Set exercise:
Can you extract every line of all the records below, word for word, leaving out the pictures?

Data to process:
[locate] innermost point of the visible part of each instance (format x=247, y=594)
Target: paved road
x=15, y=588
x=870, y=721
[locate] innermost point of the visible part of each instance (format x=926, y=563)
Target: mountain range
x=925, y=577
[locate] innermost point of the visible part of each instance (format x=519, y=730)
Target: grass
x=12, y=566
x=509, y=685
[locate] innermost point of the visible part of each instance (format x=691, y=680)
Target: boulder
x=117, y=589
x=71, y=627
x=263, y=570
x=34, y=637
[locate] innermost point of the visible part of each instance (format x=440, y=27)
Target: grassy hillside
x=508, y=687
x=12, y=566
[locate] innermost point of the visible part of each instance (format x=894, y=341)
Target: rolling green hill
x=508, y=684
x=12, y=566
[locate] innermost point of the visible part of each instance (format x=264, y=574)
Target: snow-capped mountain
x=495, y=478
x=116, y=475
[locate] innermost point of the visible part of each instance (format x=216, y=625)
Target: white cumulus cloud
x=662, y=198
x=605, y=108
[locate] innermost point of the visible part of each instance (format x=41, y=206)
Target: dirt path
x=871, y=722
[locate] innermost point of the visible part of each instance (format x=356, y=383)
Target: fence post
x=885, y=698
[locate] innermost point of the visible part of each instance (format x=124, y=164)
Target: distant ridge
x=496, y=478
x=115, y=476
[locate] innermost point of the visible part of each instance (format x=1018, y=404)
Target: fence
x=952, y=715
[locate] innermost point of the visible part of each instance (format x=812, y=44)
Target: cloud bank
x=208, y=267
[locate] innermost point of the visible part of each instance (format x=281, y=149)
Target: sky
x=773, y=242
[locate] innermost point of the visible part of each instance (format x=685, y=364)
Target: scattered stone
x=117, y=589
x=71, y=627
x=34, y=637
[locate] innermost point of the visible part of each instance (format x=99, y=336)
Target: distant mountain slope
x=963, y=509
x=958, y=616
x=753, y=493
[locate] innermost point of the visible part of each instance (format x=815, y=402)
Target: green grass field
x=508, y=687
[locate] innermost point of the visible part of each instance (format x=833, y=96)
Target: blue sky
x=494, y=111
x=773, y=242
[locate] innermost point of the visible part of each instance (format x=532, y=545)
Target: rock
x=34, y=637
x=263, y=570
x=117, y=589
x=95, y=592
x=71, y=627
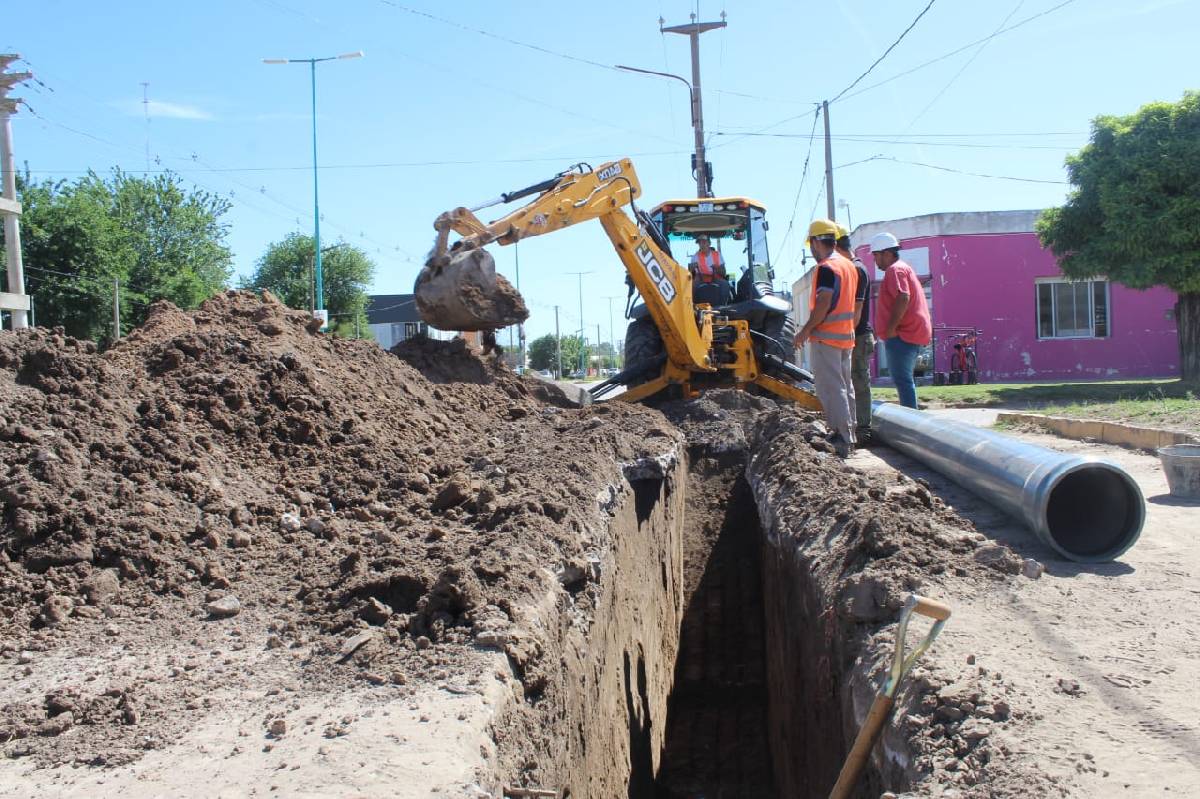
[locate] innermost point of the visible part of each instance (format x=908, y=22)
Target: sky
x=454, y=103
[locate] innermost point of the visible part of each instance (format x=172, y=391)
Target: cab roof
x=721, y=200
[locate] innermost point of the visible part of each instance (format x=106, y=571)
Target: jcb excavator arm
x=459, y=288
x=568, y=199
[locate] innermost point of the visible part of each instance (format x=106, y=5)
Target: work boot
x=843, y=448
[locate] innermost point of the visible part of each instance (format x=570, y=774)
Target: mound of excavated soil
x=383, y=505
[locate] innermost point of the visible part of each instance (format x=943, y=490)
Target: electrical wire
x=965, y=66
x=960, y=49
x=973, y=174
x=489, y=34
x=913, y=142
x=804, y=174
x=891, y=47
x=394, y=164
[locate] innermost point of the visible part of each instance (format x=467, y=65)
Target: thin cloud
x=161, y=109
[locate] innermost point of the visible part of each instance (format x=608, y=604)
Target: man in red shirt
x=901, y=317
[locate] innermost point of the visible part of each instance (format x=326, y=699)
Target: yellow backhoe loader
x=682, y=337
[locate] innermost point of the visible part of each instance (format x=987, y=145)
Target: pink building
x=988, y=270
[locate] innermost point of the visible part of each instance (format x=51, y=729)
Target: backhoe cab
x=735, y=334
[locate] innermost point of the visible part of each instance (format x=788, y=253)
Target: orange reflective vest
x=706, y=265
x=838, y=328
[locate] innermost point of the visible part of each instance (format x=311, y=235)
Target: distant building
x=988, y=270
x=393, y=318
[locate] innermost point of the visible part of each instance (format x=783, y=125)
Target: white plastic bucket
x=1181, y=462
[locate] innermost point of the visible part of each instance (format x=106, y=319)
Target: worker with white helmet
x=831, y=326
x=901, y=316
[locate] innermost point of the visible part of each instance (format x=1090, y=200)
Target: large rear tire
x=643, y=346
x=781, y=332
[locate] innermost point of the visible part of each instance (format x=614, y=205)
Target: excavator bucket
x=461, y=290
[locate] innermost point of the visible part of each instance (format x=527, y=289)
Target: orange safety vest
x=706, y=266
x=838, y=328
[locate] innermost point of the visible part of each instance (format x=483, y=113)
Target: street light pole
x=612, y=336
x=582, y=348
x=703, y=179
x=319, y=275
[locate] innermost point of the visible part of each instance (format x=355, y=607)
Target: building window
x=1073, y=310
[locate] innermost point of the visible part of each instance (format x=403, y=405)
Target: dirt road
x=1109, y=654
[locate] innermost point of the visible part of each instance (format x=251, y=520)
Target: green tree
x=543, y=355
x=1134, y=212
x=159, y=239
x=286, y=270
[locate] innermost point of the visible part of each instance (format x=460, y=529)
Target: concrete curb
x=1108, y=432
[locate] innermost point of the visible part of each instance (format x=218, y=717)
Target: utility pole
x=829, y=203
x=16, y=301
x=311, y=289
x=117, y=308
x=516, y=256
x=700, y=166
x=582, y=348
x=145, y=110
x=558, y=348
x=321, y=311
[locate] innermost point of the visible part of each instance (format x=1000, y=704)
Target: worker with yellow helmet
x=864, y=342
x=831, y=326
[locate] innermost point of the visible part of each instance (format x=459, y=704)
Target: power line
x=965, y=47
x=388, y=164
x=498, y=37
x=964, y=67
x=892, y=47
x=916, y=142
x=927, y=136
x=973, y=174
x=804, y=174
x=916, y=68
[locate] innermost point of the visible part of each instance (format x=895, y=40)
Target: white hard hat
x=881, y=241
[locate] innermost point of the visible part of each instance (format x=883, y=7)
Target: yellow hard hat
x=823, y=228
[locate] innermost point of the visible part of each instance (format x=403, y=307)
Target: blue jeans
x=901, y=360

Answer to this task:
[locate] innermost point of the visible part of each instance (format x=247, y=594)
Target: paved road
x=15, y=588
x=870, y=721
[locate] innermost point of the visible part of each instance (format x=926, y=563)
Target: mountain range
x=925, y=577
[locate] innermost point of the visible part of each instance (format x=519, y=730)
Target: grass
x=12, y=566
x=509, y=685
[locate] innermost point of the visible part of each instance (format x=691, y=680)
Target: boulder
x=117, y=589
x=71, y=627
x=263, y=570
x=34, y=637
[locate] innermost point of the visible part of each instance (format x=440, y=27)
Target: grassy hillside
x=508, y=687
x=12, y=566
[locate] innermost point of the visible part of each instance (format x=894, y=341)
Target: rolling green hill
x=508, y=684
x=12, y=566
[locate] innermost point of the visible part of each instance (format x=264, y=574)
Target: snow-capped mountain
x=495, y=478
x=116, y=475
[locate] innermost point of the visible part of each instance (format x=216, y=625)
Target: white cumulus cloud
x=662, y=198
x=605, y=108
[locate] innermost point of the visible part of each instance (format x=41, y=206)
Target: dirt path
x=871, y=722
[locate] innermost point of the visible part of each instance (format x=356, y=383)
Target: fence post
x=885, y=698
[locate] innermost point of the visible part of each instance (format x=124, y=164)
Target: distant ridge
x=496, y=478
x=115, y=476
[locate] innermost point of the visible part of each instance (format x=1018, y=404)
Target: fence
x=952, y=715
[locate] innermost point of the visible part of each instance (format x=812, y=44)
Target: cloud bank
x=208, y=267
[locate] innermost point of the visible part of each instance (format x=281, y=149)
Target: sky
x=773, y=242
[locate] innermost point of the visible part of each instance (format x=685, y=364)
Target: scattered stone
x=117, y=589
x=71, y=627
x=34, y=637
[locate] innermost point of the visible part of each instance (format x=99, y=336)
Target: distant mountain slope
x=963, y=509
x=958, y=616
x=753, y=493
[locate] innermost point of the visible part of each instance (format x=815, y=402)
Target: green grass field
x=508, y=687
[locate] innermost point of the visible part of each instance (format x=833, y=96)
Target: blue sky
x=494, y=111
x=773, y=242
[locate] innermost point of the visible part of each instance (format x=532, y=545)
Target: rock
x=34, y=637
x=263, y=570
x=117, y=589
x=95, y=592
x=71, y=627
[locate] innermost point of the visible part of each instance (format x=908, y=22)
Target: sky
x=454, y=103
[locate] innermost point of the visible part of each instance (format x=172, y=391)
Target: cab roof
x=721, y=200
[locate] innermost point of the visible part of each instance (format x=106, y=571)
Target: jcb excavator arm
x=459, y=288
x=568, y=199
[locate] innermost point of the visible part of each instance (format x=106, y=5)
Target: work boot
x=843, y=448
[locate] innermost point of the visible part of each instance (format x=570, y=774)
Target: mound of excavated soil
x=383, y=505
[locate] innermost point of the visible part of each instance (format x=943, y=490)
Target: electrical wire
x=965, y=66
x=960, y=49
x=973, y=174
x=489, y=34
x=913, y=142
x=804, y=174
x=891, y=47
x=394, y=164
[locate] innermost point of the visible part of each instance (format x=467, y=65)
Target: thin cloud
x=161, y=109
[locate] innermost point of the visible part of each instance (format x=608, y=604)
Target: man in red shirt
x=901, y=317
[locate] innermost point of the visible part of each instance (format x=326, y=699)
Target: yellow backhoe loader
x=682, y=337
[locate] innermost point of the visible part of each instance (format x=987, y=145)
Target: pink building
x=988, y=270
[locate] innermost point of the visible part of each instance (format x=51, y=729)
Target: backhoe cab
x=735, y=334
[locate] innermost point of the visible part of each instance (format x=788, y=253)
Target: orange reflective vest
x=706, y=265
x=838, y=328
[locate] innermost point of the visible part of each instance (format x=311, y=235)
Target: distant building
x=988, y=270
x=393, y=318
[locate] innermost point of the visible part of each instance (format x=783, y=125)
Target: white plastic bucket
x=1181, y=462
[locate] innermost point of the visible part of each instance (format x=106, y=319)
Target: worker with white helmet
x=831, y=326
x=901, y=316
[locate] innermost point of the visible part of each instance (format x=1090, y=200)
Target: large rear tire
x=643, y=346
x=781, y=332
[locate] innermost point of the visible part of each instance (format x=614, y=205)
Target: excavator bucket
x=461, y=290
[locate] innermost point of the visible part of each instance (format x=527, y=289)
Target: orange safety vest
x=706, y=266
x=838, y=328
[locate] innermost point of the visible part of each instance (format x=483, y=113)
Target: street light pole
x=612, y=336
x=582, y=348
x=703, y=179
x=319, y=275
[locate] innermost point of the visible part of each instance (format x=355, y=607)
Target: building window
x=1073, y=310
[locate] innermost point of the visible part of each instance (format x=403, y=405)
Target: dirt road
x=1109, y=654
[locate] innermost point of the visible part of each instance (format x=251, y=520)
Target: green tree
x=543, y=355
x=1134, y=212
x=159, y=239
x=286, y=270
[locate] innermost point of the visible part of each instance (format x=460, y=529)
Target: concrete curb
x=1108, y=432
[locate] innermost point of the visible part of each instance (format x=218, y=717)
Target: utility pole
x=829, y=203
x=16, y=301
x=311, y=289
x=117, y=308
x=516, y=256
x=700, y=166
x=582, y=348
x=145, y=110
x=558, y=348
x=321, y=311
[locate] innermost point of the visible part of each instance (format x=1000, y=704)
Target: worker with yellow helmet
x=864, y=342
x=831, y=326
[locate] innermost point of the visible part of each instance (format x=459, y=704)
Target: power line
x=965, y=47
x=388, y=164
x=498, y=37
x=964, y=67
x=892, y=47
x=916, y=142
x=927, y=136
x=973, y=174
x=804, y=174
x=916, y=68
[locate] innermost point of the visible part of each instance (format x=895, y=40)
Target: white hard hat
x=881, y=241
[locate] innermost point of the visible part of each instance (format x=883, y=7)
Target: yellow hard hat
x=823, y=228
[locate] innermost point of the visible part of each instance (format x=403, y=307)
Target: blue jeans
x=901, y=360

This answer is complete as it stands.